[DATA SUPPLIED]

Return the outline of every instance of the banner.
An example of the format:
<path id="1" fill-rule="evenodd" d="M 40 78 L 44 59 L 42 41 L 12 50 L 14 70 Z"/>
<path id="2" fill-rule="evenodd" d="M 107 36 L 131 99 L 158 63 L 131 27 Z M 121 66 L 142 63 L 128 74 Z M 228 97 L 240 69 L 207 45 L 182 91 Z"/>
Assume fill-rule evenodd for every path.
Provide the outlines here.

[WRITTEN PROBLEM] Reproduce the data above verbatim, line for line, with no changes.

[ANSWER TO THIS TASK]
Return the outline of every instance of the banner.
An example of the format:
<path id="1" fill-rule="evenodd" d="M 40 78 L 44 59 L 42 41 L 12 50 L 14 70 Z"/>
<path id="2" fill-rule="evenodd" d="M 107 36 L 131 99 L 158 63 L 131 27 Z M 121 66 L 142 63 L 128 74 Z M 228 97 L 240 69 L 207 45 L 182 91 Z"/>
Assume fill-rule evenodd for every path.
Provide the outlines here.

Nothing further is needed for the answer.